◆ Job A:
Extract from the hackintosh discussion below the passage starting with "Why did Steve" and going on through "the square holes.", keeping it word for word.
# Document passage start
Actually, its a lot simpler than that, and its nothing to do with freedom. While I can't speak for everyone in the scene (nor would I wish to), for me it was always about pure intellectual challenge. I dont want a hackintosh as a 'cheap mac' and in fact I actively dissuade people who pursue building one if its just for that reason.
I think the motivation for most was simply that classic hacker ethic - to see if it can be done.
Why did Steve Wozniak hack the phone system in his college years? Was it because he was too cheap to pay for phone calls? Of course not. He simply figured it could be done, so he did it.
"Here’s to the crazy ones. The misfits. The rebels. The troublemakers. The round pegs in the square holes.
The ones who see things differently. They’re not fond of rules. And they have no respect for the status quo. You can praise them, disagree with them, quote them, disbelieve them, glorify or vilify them."
Which group does that sound more like - the hackers pushing the boundaries of whats possible, simply for the love of their hobby? Or these Psystar leeches, pushing the boundaries of good taste, simply for the love of money?
Peace.
- munky
WmPenn,
Because Apple's losing close to $0 to the hackintosh community. Hell, it might even be making them money.
Very few people are going to go hackintosh INSTEAD of buying a Mac. They might do it because they're curious but refuse to give Apple money. Or maybe they already have a Mac, or two, or three, and want to play with a hackintosh too.
Then there are the folks putting it on Netbooks; Apple doesn't even sell a competing product.
There are probably quite a few people who got their start on a hackintosh and then liked it enough to buy a computer directly from Apple.
I've got a hackintoshed T60 and 2 Macs (one at work, one at home). I love using the hackintosh, but it's only cemented in my mind that I need to buy an Apple laptop. I'm just not interested in having to worry about having to reinstall and redo my tweaks every time i want to upgrade some software.
Frankly, $1200 sounds damn reasonable for a 13" MBP that I'll keep for many years to come.
I somewhat appreciate Tom's response about his hackintosh being a LOT cheaper. I've really wanted a MAC but upgrading a $999/ configuration for going from 2gb ram to 4gb ram for $100/- when other pc makers charge 50 or even 25 for such an upgrade is somewhat too much for me. (and it's not the upgrade price that bothers me, it's the 999 that affects the entire package first)
# Document passage end
◆ Job B:
Copy from the records below the lines starting with the line with "Search the above image for: yellow" and going on through the line with "xmin=0 ymin=0 xmax=200 ymax=105", character for character.
# Exercise input start
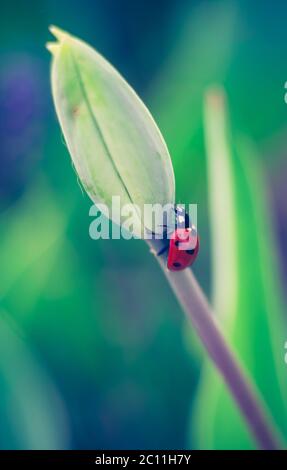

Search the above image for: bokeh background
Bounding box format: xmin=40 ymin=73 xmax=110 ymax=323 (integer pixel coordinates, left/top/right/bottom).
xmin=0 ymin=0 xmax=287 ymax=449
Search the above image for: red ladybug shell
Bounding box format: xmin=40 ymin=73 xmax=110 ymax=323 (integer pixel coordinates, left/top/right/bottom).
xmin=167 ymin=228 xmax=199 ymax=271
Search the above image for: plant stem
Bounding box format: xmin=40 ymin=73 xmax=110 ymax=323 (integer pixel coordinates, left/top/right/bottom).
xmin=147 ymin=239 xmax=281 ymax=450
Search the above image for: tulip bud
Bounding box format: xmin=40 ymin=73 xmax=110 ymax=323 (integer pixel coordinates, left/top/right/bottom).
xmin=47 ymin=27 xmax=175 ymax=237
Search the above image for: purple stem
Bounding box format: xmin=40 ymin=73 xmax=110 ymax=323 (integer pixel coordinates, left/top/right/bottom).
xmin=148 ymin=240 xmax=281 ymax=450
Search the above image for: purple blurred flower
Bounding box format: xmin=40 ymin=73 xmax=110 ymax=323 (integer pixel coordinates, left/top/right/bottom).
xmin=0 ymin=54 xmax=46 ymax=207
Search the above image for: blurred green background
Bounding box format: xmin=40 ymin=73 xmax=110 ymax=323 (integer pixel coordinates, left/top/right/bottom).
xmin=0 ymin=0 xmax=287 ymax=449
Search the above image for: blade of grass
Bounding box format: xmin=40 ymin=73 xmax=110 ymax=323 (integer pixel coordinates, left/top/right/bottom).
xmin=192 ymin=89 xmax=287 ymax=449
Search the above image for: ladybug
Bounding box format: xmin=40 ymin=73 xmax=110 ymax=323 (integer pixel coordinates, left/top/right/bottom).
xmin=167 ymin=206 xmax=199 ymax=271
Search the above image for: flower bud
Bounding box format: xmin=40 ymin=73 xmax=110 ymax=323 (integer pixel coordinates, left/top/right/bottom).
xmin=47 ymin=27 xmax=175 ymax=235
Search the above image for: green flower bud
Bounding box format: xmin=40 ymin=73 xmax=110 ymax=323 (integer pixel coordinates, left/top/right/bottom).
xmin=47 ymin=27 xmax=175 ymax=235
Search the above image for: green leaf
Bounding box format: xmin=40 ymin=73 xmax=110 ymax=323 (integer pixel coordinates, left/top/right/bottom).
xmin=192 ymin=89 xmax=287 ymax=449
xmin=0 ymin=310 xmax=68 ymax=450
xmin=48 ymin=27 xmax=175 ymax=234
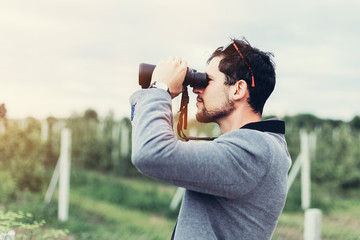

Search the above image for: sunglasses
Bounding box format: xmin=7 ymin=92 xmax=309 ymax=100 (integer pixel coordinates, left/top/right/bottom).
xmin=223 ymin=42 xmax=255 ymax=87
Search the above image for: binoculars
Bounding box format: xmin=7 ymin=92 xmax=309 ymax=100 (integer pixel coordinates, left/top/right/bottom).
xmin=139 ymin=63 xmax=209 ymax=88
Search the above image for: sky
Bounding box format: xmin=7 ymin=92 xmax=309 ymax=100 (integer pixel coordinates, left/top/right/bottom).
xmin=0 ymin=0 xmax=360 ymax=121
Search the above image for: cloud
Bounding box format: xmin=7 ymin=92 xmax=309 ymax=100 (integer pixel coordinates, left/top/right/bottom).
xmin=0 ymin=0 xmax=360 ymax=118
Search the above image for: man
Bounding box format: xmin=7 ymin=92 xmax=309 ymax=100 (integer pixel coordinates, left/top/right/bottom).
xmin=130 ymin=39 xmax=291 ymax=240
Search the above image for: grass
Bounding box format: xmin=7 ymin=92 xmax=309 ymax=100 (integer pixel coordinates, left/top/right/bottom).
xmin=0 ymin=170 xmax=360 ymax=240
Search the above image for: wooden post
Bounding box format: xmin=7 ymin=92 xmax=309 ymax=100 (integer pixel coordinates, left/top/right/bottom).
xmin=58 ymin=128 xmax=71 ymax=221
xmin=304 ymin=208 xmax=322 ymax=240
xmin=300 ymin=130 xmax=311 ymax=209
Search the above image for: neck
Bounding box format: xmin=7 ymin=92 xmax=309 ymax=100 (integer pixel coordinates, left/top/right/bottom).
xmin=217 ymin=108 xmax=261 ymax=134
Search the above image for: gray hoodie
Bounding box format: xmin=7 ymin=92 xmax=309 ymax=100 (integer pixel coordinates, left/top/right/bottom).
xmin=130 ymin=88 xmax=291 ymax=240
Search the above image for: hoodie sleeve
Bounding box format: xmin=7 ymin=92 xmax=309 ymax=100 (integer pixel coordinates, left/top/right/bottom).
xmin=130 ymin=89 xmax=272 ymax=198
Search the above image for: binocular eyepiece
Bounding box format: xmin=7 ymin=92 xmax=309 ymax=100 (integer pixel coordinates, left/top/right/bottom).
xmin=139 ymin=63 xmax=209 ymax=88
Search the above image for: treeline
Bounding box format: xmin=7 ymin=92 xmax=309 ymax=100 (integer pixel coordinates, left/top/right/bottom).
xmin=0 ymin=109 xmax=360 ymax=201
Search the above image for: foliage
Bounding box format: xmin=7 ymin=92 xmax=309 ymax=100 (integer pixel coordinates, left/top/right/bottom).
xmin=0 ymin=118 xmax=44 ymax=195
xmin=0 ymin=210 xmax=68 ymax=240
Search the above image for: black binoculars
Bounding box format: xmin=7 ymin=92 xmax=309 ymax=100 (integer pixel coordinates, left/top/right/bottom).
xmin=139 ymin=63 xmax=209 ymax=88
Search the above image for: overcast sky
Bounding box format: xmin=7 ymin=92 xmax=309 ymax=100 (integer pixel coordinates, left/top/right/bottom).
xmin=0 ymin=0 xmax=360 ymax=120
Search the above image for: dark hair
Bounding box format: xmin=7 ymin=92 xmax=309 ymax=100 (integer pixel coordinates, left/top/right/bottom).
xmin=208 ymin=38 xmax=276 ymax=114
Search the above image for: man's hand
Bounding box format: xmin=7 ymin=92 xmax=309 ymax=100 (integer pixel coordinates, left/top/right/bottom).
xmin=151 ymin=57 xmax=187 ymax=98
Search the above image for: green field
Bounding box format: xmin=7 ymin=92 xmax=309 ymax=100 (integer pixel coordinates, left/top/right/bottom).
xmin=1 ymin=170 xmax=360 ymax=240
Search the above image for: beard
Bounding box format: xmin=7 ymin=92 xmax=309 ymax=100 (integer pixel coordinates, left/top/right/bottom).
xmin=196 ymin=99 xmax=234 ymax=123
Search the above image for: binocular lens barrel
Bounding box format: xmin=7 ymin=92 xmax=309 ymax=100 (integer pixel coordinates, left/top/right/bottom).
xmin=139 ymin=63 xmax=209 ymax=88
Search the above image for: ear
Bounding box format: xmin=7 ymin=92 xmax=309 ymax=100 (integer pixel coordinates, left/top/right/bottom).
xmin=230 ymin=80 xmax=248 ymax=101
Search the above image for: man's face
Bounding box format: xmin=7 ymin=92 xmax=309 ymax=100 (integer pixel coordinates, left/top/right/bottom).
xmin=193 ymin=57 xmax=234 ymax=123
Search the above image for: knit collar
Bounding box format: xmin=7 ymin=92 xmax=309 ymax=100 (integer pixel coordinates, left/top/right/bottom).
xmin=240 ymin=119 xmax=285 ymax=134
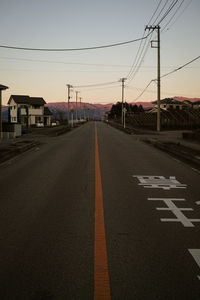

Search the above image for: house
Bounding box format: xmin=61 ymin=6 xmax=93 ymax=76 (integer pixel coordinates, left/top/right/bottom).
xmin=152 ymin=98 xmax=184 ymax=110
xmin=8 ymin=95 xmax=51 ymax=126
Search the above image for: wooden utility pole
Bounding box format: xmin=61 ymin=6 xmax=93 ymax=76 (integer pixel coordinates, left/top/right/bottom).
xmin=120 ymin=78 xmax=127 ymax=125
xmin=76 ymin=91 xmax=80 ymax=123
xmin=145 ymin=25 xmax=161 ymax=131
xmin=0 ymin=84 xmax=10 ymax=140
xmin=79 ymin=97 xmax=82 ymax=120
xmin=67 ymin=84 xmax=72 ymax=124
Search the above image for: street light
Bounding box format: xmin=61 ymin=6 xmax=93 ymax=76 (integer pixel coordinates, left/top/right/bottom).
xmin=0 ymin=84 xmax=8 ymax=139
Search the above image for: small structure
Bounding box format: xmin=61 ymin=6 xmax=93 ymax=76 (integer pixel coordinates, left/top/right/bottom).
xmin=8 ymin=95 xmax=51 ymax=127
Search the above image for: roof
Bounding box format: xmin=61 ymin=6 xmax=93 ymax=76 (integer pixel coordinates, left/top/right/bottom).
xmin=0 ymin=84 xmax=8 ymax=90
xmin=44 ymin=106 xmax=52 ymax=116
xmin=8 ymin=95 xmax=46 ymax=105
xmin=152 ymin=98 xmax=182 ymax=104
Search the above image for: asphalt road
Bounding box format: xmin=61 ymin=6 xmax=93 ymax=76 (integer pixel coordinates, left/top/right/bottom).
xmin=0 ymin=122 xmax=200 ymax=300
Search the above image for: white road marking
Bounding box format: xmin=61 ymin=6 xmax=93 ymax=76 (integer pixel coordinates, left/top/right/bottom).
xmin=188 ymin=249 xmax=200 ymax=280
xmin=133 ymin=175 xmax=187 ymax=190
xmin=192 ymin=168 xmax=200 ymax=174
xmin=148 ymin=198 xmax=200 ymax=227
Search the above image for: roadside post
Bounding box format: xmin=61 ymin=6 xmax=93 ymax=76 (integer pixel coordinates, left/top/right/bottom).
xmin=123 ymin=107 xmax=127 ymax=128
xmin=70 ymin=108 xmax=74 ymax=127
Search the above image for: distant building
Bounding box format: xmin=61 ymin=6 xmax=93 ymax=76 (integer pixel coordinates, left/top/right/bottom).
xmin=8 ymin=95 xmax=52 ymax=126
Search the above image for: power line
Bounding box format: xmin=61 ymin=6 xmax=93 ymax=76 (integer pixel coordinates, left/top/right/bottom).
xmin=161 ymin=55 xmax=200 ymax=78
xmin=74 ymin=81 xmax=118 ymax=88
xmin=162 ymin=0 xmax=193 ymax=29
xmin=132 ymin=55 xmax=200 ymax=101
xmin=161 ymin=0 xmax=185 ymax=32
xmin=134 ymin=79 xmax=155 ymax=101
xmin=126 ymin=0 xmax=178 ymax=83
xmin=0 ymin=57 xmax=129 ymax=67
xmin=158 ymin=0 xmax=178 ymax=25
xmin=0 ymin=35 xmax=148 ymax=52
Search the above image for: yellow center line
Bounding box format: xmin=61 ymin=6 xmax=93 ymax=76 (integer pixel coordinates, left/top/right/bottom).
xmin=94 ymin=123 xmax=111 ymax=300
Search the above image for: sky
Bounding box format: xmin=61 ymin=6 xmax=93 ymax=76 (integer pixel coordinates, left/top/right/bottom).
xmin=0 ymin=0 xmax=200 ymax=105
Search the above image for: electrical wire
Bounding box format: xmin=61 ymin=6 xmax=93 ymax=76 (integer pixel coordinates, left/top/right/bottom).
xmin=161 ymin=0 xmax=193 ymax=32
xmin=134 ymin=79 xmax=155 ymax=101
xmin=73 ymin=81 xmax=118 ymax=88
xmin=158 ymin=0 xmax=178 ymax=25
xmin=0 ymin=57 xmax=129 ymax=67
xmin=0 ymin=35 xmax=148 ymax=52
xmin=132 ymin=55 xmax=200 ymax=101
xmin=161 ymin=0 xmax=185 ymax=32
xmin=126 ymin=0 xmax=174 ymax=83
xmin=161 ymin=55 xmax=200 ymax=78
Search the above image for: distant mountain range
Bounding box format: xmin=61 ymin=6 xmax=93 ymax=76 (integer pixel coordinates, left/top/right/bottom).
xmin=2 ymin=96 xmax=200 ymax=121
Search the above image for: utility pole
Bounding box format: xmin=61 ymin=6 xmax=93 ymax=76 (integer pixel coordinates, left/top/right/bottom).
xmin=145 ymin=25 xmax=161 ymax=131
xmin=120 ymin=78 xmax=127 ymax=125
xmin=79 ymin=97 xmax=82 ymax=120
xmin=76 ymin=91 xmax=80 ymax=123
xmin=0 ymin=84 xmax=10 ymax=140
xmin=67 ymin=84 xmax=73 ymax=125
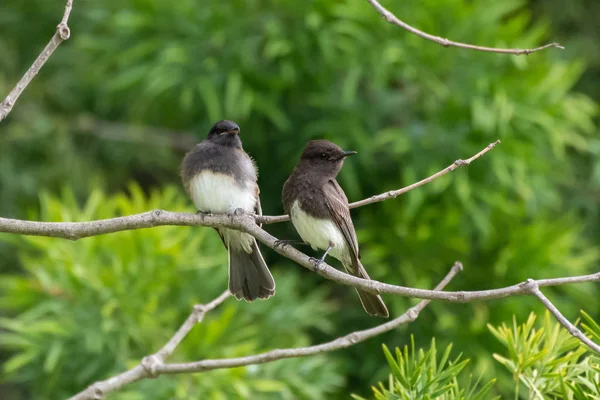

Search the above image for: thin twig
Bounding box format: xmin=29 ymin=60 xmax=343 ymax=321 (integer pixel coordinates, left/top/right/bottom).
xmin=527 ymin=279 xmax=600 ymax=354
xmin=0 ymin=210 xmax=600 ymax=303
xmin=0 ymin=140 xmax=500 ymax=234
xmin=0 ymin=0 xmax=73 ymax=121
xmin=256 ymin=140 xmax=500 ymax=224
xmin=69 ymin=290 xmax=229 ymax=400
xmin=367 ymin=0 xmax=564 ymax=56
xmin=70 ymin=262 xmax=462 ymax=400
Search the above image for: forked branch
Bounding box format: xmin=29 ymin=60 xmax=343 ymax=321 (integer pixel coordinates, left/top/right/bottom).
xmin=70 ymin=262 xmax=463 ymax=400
# Exercise input end
◆ Finished answer A:
Why did Steve Wozniak hack the phone system in his college years? Was it because he was too cheap to pay for phone calls? Of course not. He simply figured it could be done, so he did it.
"Here’s to the crazy ones. The misfits. The rebels. The troublemakers. The round pegs in the square holes.

◆ Finished answer B:
Search the above image for: yellow center line
Bounding box format: xmin=61 ymin=6 xmax=93 ymax=76 (integer pixel coordinates, left/top/right/bottom).
xmin=94 ymin=123 xmax=111 ymax=300
Search the above image for: sky
Bounding box format: xmin=61 ymin=6 xmax=93 ymax=76 (integer pixel coordinates, left/top/right/bottom).
xmin=0 ymin=0 xmax=200 ymax=105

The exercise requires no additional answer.